■ The problem: Copy out word for word the records below, starting with the line that contains "Is there any shirt" and continuing through the last line of the records.

Start of Material shown

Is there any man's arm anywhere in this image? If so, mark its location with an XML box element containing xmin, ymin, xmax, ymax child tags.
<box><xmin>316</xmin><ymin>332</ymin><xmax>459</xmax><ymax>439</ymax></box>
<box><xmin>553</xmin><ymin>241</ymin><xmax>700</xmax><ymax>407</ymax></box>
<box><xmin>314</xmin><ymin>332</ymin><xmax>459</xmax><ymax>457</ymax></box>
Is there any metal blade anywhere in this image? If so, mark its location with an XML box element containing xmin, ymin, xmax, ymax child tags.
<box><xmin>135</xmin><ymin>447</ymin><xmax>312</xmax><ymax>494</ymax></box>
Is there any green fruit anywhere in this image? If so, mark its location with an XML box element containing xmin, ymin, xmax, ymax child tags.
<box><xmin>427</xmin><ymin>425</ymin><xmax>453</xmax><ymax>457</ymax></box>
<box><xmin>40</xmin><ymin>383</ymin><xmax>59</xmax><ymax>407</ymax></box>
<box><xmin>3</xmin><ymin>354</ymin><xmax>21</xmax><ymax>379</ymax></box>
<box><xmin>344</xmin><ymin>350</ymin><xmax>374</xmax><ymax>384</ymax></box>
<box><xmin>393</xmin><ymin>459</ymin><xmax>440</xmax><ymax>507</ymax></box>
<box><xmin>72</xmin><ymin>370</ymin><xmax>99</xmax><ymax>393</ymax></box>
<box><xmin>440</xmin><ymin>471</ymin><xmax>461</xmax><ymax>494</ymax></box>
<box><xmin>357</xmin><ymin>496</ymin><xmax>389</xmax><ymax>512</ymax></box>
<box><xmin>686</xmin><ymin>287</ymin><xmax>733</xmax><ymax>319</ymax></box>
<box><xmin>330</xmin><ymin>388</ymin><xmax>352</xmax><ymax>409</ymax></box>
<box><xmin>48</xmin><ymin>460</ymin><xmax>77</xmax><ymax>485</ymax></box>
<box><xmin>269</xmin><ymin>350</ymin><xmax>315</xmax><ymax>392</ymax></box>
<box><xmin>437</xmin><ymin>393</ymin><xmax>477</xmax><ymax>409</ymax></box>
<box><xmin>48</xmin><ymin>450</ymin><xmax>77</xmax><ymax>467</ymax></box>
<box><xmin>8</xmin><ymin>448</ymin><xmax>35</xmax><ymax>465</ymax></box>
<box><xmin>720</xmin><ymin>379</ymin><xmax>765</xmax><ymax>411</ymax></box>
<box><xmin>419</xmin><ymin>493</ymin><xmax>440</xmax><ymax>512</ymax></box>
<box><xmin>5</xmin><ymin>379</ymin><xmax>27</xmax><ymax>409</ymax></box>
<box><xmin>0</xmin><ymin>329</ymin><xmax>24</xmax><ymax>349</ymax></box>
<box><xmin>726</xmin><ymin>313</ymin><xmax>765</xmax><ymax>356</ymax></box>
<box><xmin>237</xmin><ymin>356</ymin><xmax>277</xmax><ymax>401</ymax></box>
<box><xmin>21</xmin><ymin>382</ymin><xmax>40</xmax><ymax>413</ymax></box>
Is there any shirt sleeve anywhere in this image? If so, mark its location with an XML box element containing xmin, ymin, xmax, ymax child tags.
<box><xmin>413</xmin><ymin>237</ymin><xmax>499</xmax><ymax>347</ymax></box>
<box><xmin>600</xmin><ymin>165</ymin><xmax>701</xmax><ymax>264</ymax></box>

End of Material shown

■ The result:
Is there any shirt sleeve anywhere in this image? If so, mark its location with an XML box element containing xmin, ymin, xmax, ymax child tags.
<box><xmin>413</xmin><ymin>237</ymin><xmax>499</xmax><ymax>347</ymax></box>
<box><xmin>600</xmin><ymin>165</ymin><xmax>701</xmax><ymax>264</ymax></box>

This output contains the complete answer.